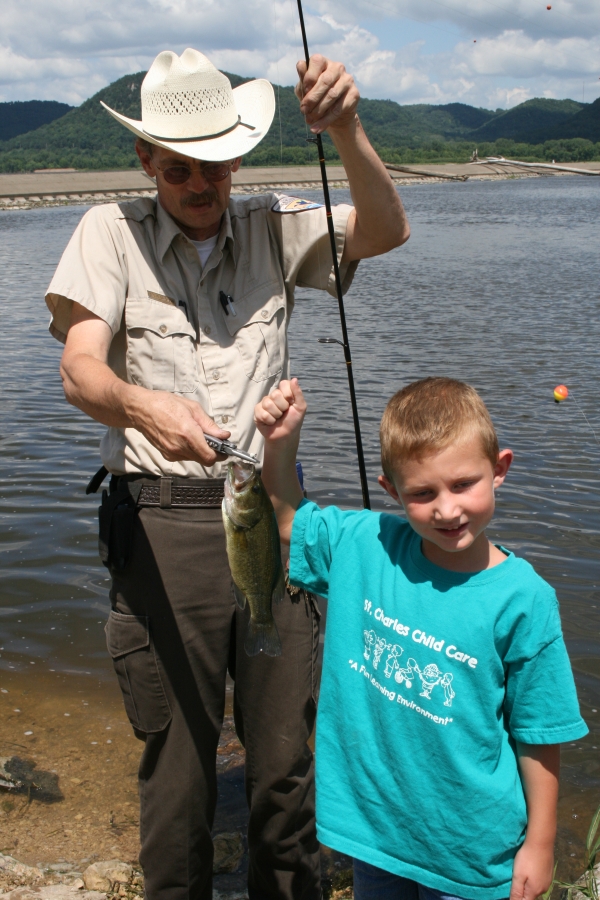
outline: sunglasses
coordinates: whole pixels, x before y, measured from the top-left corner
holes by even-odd
[[[232,166],[233,161],[204,163],[204,165],[201,165],[199,168],[202,177],[214,184],[216,181],[223,181],[227,178],[231,172]],[[192,177],[192,172],[195,171],[185,165],[168,166],[166,169],[162,169],[160,166],[155,165],[155,168],[162,173],[163,178],[169,184],[185,184],[185,182],[189,181]]]

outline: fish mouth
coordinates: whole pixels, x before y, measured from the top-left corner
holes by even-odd
[[[231,460],[227,466],[227,484],[234,491],[241,491],[250,479],[254,476],[254,466],[252,463],[243,462],[242,460]]]
[[[246,528],[247,523],[239,516],[236,516],[236,494],[239,494],[254,477],[254,466],[252,463],[242,462],[241,460],[229,460],[227,464],[227,478],[225,479],[225,490],[223,497],[223,508],[234,525],[238,528]]]

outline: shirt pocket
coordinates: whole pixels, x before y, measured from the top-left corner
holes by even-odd
[[[148,298],[127,298],[127,373],[154,391],[194,393],[198,387],[196,332],[182,309]]]
[[[285,297],[277,282],[234,300],[236,316],[224,315],[244,371],[252,381],[279,375],[285,357]]]

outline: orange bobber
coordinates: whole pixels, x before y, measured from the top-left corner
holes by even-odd
[[[554,388],[554,400],[556,403],[560,403],[562,400],[566,400],[569,396],[569,390],[566,384],[559,384]]]

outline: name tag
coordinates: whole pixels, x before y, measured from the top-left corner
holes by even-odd
[[[148,291],[151,300],[158,300],[159,303],[166,303],[167,306],[177,306],[175,300],[165,296],[165,294],[157,294],[156,291]]]

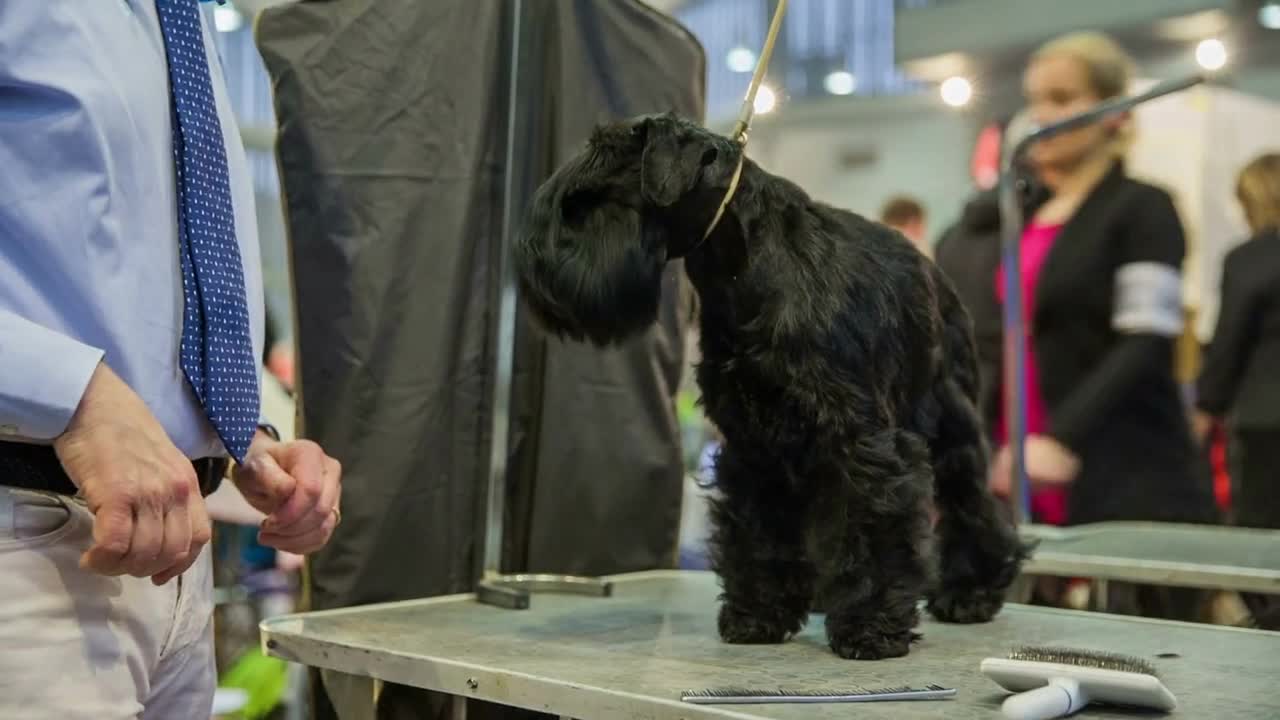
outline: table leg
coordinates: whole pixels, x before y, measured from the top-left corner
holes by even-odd
[[[467,720],[467,696],[454,695],[449,708],[449,720]]]
[[[1094,578],[1093,586],[1093,609],[1098,612],[1107,611],[1107,579]]]

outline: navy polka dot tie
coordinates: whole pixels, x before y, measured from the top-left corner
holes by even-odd
[[[209,80],[197,0],[156,0],[169,58],[182,252],[182,371],[222,438],[244,459],[258,425],[258,363],[249,334],[226,146]]]

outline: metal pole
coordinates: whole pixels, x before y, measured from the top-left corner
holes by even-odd
[[[506,187],[502,199],[502,238],[494,262],[498,264],[498,328],[495,334],[493,429],[489,439],[488,510],[485,513],[484,576],[501,572],[503,525],[506,520],[507,454],[511,429],[511,375],[515,358],[516,285],[510,254],[516,232],[516,128],[519,123],[520,24],[524,0],[513,0],[511,11],[511,88],[507,95]]]
[[[1022,144],[1006,158],[1000,174],[1000,234],[1004,261],[1004,418],[1009,451],[1013,460],[1009,482],[1010,501],[1017,524],[1031,515],[1030,486],[1027,481],[1024,439],[1026,426],[1026,368],[1023,367],[1023,342],[1026,323],[1022,317],[1022,204],[1018,198],[1018,179],[1014,175]]]
[[[1022,316],[1022,205],[1018,198],[1017,178],[1014,169],[1030,147],[1042,140],[1076,128],[1128,112],[1142,103],[1164,97],[1205,82],[1204,75],[1194,75],[1169,80],[1156,85],[1145,93],[1132,97],[1116,98],[1073,115],[1065,120],[1035,130],[1014,145],[1002,163],[1000,175],[1000,235],[1001,254],[1004,261],[1004,384],[1005,425],[1009,431],[1009,449],[1013,459],[1013,477],[1010,482],[1014,517],[1023,524],[1030,516],[1030,483],[1026,473],[1024,445],[1026,427],[1026,368],[1023,367],[1022,343],[1027,334],[1026,318]]]
[[[507,97],[507,151],[506,183],[502,206],[502,241],[495,262],[498,263],[498,326],[494,337],[493,382],[493,432],[489,447],[489,483],[485,514],[484,567],[476,587],[476,598],[481,603],[497,605],[512,610],[529,607],[530,594],[535,592],[573,593],[592,597],[609,597],[613,594],[613,582],[602,578],[574,575],[522,573],[502,574],[503,528],[506,523],[507,455],[511,430],[511,380],[515,360],[516,282],[515,272],[509,260],[516,234],[520,232],[520,214],[524,212],[528,177],[528,143],[517,142],[521,122],[527,117],[528,107],[523,103],[526,94],[520,83],[521,36],[526,28],[532,32],[525,17],[523,0],[513,0],[511,17],[511,87]],[[530,3],[530,12],[538,8]],[[536,88],[530,86],[529,92]]]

> _Task requirements_: Return the material word for word. Pictures are not part of the copy.

> _Response area_:
outline: sunglasses
coordinates: whole pixels, x before y, measured from the top-left corner
holes by even-odd
[[[232,166],[233,161],[204,163],[204,165],[201,165],[199,168],[202,177],[214,184],[216,181],[223,181],[227,178],[231,172]],[[192,177],[192,172],[195,171],[185,165],[168,166],[166,169],[162,169],[160,166],[155,165],[155,168],[162,173],[163,178],[169,184],[185,184],[185,182],[189,181]]]

outline: fish mouth
coordinates: whole pixels, x before y, measured from the top-left corner
holes by even-odd
[[[231,460],[227,466],[227,484],[234,491],[241,491],[250,479],[254,476],[254,466],[252,463],[243,462],[242,460]]]
[[[246,528],[247,523],[239,516],[236,516],[236,494],[239,494],[254,477],[254,466],[252,463],[242,462],[241,460],[229,460],[227,464],[227,478],[225,479],[225,490],[223,497],[223,508],[234,525],[238,528]]]

outline: shirt pocket
coordinates: whole pixels, x before y, measured from the top-left corner
holes by even-odd
[[[148,298],[127,298],[127,373],[154,391],[194,393],[198,387],[196,332],[182,309]]]
[[[285,297],[277,282],[234,300],[236,316],[224,315],[244,371],[252,381],[279,375],[285,357]]]

outline: orange bobber
coordinates: whole pixels, x before y, measured from the top-left corner
holes by even-odd
[[[554,388],[554,400],[556,403],[560,403],[562,400],[566,400],[569,396],[569,390],[566,384],[559,384]]]

outline: name tag
coordinates: whole pixels, x before y, measured from the top-left corner
holes by even-odd
[[[148,291],[151,300],[158,300],[159,303],[166,303],[167,306],[177,306],[175,300],[165,296],[165,294],[157,294],[156,291]]]

outline: table leg
coordinates: whole pixels, x before y, measured from the top-left corner
holes by even-odd
[[[467,720],[467,696],[454,695],[449,708],[449,720]]]
[[[1094,578],[1093,586],[1093,609],[1098,612],[1107,611],[1107,579]]]

outline: navy polka dot tie
coordinates: whole pixels, x before y, measured from the top-left corner
holes by even-odd
[[[209,80],[197,0],[156,0],[169,58],[182,252],[182,371],[222,438],[244,459],[258,425],[258,363],[249,334],[226,146]]]

outline: metal pole
coordinates: whole pixels, x before y, measured from the top-left corner
holes by even-odd
[[[506,187],[502,199],[502,238],[494,262],[498,264],[498,328],[495,334],[493,429],[489,439],[488,510],[485,513],[484,576],[501,572],[503,525],[506,520],[507,454],[511,429],[511,375],[515,358],[516,285],[510,254],[516,232],[516,128],[519,123],[520,24],[524,0],[513,0],[511,11],[511,88],[507,95]]]
[[[1022,144],[1006,158],[1000,174],[1000,234],[1004,261],[1004,418],[1009,451],[1013,460],[1009,482],[1010,501],[1017,524],[1031,515],[1030,486],[1027,481],[1024,439],[1026,426],[1026,368],[1023,367],[1023,342],[1026,323],[1022,317],[1022,204],[1018,198],[1018,179],[1014,175]]]
[[[1022,316],[1022,205],[1018,198],[1017,178],[1014,169],[1030,147],[1042,140],[1076,128],[1128,112],[1142,103],[1164,97],[1205,82],[1204,75],[1194,75],[1169,80],[1156,85],[1145,93],[1132,97],[1116,98],[1073,115],[1065,120],[1035,130],[1014,145],[1002,163],[1000,175],[1000,235],[1001,254],[1004,261],[1004,384],[1005,425],[1009,431],[1009,449],[1013,459],[1013,477],[1010,482],[1014,517],[1023,524],[1030,516],[1030,483],[1026,473],[1024,445],[1026,427],[1026,368],[1023,367],[1022,343],[1027,334],[1026,318]]]
[[[507,97],[507,151],[506,183],[502,206],[502,241],[495,262],[498,263],[498,326],[494,337],[493,382],[493,432],[489,447],[489,483],[485,514],[484,567],[476,587],[476,598],[481,603],[497,605],[512,610],[529,607],[530,594],[535,592],[573,593],[592,597],[609,597],[613,594],[613,582],[602,578],[574,575],[522,573],[502,574],[503,528],[506,523],[507,455],[511,430],[511,380],[515,360],[516,282],[515,272],[509,260],[516,234],[520,232],[520,214],[524,212],[528,177],[528,143],[517,142],[521,122],[527,117],[528,107],[523,103],[526,94],[520,83],[521,36],[526,28],[532,32],[525,17],[523,0],[513,0],[511,17],[511,87]],[[530,3],[530,12],[538,8]],[[536,88],[530,86],[529,92]]]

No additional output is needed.